Given instruction:
From the line containing "Point out the red and" through the last line of the entries below, repeat each line word for word and leave out the rest.

┌─ Excerpted data

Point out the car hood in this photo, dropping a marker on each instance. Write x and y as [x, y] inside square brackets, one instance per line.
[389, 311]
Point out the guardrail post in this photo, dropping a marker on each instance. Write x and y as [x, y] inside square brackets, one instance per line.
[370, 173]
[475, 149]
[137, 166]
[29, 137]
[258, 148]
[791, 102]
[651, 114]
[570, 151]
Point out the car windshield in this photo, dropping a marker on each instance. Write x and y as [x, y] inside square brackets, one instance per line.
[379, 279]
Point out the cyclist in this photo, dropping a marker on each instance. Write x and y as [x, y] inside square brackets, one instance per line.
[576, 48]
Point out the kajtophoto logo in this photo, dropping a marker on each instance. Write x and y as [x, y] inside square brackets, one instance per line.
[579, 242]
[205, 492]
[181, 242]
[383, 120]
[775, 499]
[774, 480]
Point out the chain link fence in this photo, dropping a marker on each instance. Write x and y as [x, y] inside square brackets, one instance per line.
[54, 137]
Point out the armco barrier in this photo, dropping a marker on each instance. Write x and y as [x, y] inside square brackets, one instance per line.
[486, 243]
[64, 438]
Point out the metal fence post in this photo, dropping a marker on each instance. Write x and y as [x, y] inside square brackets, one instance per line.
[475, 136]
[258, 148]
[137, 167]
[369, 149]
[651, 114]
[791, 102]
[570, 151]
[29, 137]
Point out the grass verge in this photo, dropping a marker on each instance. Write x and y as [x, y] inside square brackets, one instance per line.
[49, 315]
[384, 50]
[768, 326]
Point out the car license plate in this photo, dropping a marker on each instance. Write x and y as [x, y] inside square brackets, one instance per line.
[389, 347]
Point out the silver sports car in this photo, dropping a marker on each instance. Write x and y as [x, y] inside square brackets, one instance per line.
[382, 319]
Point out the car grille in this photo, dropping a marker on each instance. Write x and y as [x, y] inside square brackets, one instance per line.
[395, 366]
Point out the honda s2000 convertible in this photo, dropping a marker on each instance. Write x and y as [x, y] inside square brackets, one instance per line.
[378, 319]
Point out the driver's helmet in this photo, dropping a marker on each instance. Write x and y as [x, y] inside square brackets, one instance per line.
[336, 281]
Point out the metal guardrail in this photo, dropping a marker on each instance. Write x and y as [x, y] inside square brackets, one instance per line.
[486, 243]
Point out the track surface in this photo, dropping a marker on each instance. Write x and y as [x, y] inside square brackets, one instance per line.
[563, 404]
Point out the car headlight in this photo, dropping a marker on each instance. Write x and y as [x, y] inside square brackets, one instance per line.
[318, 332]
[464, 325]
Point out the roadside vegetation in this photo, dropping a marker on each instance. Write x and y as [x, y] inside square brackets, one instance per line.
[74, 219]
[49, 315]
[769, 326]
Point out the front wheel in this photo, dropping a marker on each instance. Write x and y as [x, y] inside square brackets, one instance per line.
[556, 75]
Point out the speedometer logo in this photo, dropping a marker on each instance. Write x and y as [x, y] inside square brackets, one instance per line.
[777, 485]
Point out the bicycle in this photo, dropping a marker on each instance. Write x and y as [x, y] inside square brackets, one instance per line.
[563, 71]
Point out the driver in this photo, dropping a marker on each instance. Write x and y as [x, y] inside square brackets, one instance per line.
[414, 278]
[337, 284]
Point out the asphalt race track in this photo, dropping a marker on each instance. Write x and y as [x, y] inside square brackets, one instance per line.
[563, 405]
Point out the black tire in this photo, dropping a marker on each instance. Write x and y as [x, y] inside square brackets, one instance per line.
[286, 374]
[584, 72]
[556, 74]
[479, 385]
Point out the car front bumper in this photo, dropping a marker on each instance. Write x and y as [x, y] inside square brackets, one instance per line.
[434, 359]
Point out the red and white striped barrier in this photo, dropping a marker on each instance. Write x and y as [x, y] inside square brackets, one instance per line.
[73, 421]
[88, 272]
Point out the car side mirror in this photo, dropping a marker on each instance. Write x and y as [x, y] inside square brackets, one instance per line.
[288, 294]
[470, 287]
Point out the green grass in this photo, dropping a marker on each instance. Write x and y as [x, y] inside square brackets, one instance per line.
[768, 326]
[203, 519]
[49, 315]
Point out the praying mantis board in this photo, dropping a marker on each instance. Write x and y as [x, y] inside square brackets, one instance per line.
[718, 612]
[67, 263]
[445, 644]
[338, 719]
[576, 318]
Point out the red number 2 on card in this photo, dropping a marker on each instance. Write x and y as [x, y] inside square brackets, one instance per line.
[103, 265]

└─

Written solution:
Point out the red and white striped barrier in this photo, dropping a marker on each instance. Write x and y as [x, y] inside square brackets, one instance per line.
[73, 421]
[88, 272]
Point out the car side mirror in this photo, dropping a marker on each instance. Write x and y as [x, y] inside square brackets, one instance per line.
[288, 294]
[470, 287]
Point out the green grass in this photo, dropping a marker on each instance. Write x and y as [x, y] inside square brackets, one instance per line.
[768, 326]
[203, 519]
[49, 315]
Point out the praying mantis board in this photo, dropping a marker on each instance. Write x and y as [x, y] inside square brackets, one instance per line.
[718, 612]
[67, 263]
[445, 644]
[338, 719]
[576, 318]
Point out the red number 2 on card in this photo, dropping a marker on each instance. Write x and y as [x, y] inside square brackets, one instance per line.
[103, 265]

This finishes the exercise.